AIM OF THE EXERCISE —
Quote the lines below verbatim, from the first line up to and including the line that contains "column 247, row 203". Leave the pictures out of your answer.

Object location annotation data —
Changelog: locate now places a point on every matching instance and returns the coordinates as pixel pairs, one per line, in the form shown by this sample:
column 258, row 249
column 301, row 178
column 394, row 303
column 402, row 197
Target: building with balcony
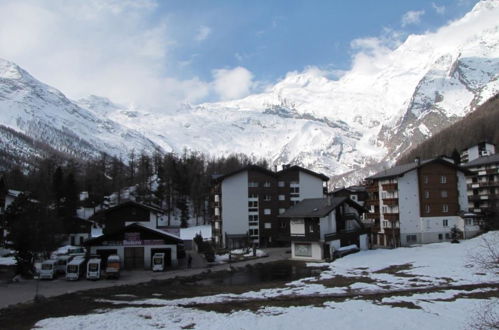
column 418, row 202
column 247, row 202
column 483, row 187
column 320, row 226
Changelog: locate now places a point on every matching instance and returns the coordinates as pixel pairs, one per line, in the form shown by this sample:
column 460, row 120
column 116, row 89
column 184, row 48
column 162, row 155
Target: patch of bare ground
column 320, row 300
column 397, row 270
column 344, row 281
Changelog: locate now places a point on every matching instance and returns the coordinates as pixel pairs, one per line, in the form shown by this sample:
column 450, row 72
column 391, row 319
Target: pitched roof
column 317, row 207
column 137, row 226
column 400, row 170
column 492, row 159
column 296, row 167
column 243, row 169
column 124, row 204
column 270, row 173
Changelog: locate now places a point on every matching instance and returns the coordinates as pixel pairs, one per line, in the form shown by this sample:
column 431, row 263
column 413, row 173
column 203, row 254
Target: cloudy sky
column 161, row 54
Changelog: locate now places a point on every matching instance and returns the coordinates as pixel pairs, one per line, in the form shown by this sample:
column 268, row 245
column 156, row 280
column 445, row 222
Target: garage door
column 134, row 258
column 168, row 255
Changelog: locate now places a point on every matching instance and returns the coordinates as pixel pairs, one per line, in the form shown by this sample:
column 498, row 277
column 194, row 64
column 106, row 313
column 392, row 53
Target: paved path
column 14, row 293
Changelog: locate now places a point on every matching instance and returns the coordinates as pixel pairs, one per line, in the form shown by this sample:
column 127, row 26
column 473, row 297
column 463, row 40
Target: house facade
column 418, row 202
column 321, row 226
column 483, row 186
column 133, row 231
column 247, row 203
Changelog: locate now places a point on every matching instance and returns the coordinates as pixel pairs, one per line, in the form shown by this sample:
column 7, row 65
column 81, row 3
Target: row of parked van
column 76, row 267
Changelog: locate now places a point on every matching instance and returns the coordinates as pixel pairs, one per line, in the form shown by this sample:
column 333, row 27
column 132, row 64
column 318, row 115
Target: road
column 24, row 291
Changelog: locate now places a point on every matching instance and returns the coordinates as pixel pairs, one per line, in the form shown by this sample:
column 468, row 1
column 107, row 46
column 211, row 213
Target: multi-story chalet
column 248, row 201
column 418, row 202
column 481, row 149
column 483, row 185
column 320, row 226
column 131, row 230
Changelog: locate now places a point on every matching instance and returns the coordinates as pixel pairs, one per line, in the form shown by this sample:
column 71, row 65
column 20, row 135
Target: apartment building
column 418, row 202
column 248, row 201
column 321, row 226
column 483, row 184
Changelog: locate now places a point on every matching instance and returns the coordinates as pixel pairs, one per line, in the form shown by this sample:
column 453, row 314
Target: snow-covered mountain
column 346, row 128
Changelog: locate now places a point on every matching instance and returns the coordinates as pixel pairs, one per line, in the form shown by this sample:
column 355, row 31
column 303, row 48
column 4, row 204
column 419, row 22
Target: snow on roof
column 191, row 232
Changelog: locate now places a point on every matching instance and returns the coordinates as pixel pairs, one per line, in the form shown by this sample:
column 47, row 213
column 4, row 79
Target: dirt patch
column 344, row 281
column 402, row 304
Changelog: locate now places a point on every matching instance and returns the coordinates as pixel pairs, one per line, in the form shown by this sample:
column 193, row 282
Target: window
column 253, row 204
column 303, row 249
column 253, row 218
column 411, row 238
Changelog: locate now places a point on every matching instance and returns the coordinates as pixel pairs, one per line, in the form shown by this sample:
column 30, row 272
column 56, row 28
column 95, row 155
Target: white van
column 158, row 262
column 93, row 269
column 75, row 269
column 48, row 269
column 62, row 262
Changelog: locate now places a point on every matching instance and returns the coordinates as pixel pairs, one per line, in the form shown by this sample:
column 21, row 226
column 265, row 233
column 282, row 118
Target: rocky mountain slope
column 346, row 128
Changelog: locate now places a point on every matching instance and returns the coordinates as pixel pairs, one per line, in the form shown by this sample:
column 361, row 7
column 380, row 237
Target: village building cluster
column 425, row 201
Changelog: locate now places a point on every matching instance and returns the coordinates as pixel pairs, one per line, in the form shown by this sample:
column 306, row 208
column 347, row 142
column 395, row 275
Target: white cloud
column 232, row 83
column 203, row 33
column 412, row 17
column 439, row 9
column 113, row 48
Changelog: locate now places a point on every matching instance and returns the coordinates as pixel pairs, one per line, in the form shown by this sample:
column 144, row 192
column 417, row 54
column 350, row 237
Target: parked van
column 93, row 269
column 75, row 269
column 158, row 262
column 113, row 266
column 62, row 262
column 48, row 269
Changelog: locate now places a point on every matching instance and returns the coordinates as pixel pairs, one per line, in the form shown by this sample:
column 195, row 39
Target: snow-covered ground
column 405, row 288
column 7, row 261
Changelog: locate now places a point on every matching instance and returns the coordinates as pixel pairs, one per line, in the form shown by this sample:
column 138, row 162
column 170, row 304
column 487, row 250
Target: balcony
column 391, row 201
column 391, row 216
column 389, row 186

RESULT OF THIS EXERCISE —
Changelog: locate now places a point on every matching instance and returns the coordinates as pixel pairs, one per line, in the form shown by this sample:
column 258, row 249
column 301, row 178
column 394, row 303
column 402, row 197
Target: building with balcony
column 418, row 202
column 247, row 202
column 483, row 187
column 320, row 226
Changelog: locate now places a point on every matching instance and returns the coordinates as pixel pairs, one per line, in the form shown by this sample:
column 460, row 120
column 116, row 89
column 184, row 48
column 162, row 155
Target: patch of bare ground
column 320, row 300
column 397, row 270
column 344, row 281
Changelog: locate now places a point on every matching instance and returns the coordinates as pixel pairs, one per line, in the form shown by this sample:
column 450, row 72
column 391, row 319
Target: pitched roof
column 317, row 207
column 137, row 226
column 400, row 170
column 492, row 159
column 296, row 167
column 243, row 169
column 124, row 204
column 270, row 173
Changelog: locate now places a point on every matching instance and returns the coordinates as pixel pairs, one per line, in the form shown by this sample:
column 431, row 263
column 413, row 173
column 203, row 254
Target: cloudy sky
column 161, row 54
Changelog: locate now places a point on every matching instance and returns the coordinates as pixel pairs, one per line, in the form shown by this sample:
column 268, row 245
column 156, row 280
column 445, row 222
Target: garage door
column 134, row 258
column 168, row 255
Changelog: locate now places a point on every matching instance and returns the coordinates as pixel pairs, one per line, in the form shown by this sample:
column 498, row 277
column 194, row 64
column 106, row 313
column 392, row 53
Target: paved path
column 14, row 293
Changelog: locate now places a point on every matching instance and returns the coordinates as pixel pairs, one per line, in the form shown by this sample:
column 127, row 26
column 473, row 297
column 463, row 40
Target: house facade
column 418, row 202
column 321, row 226
column 483, row 186
column 133, row 231
column 247, row 203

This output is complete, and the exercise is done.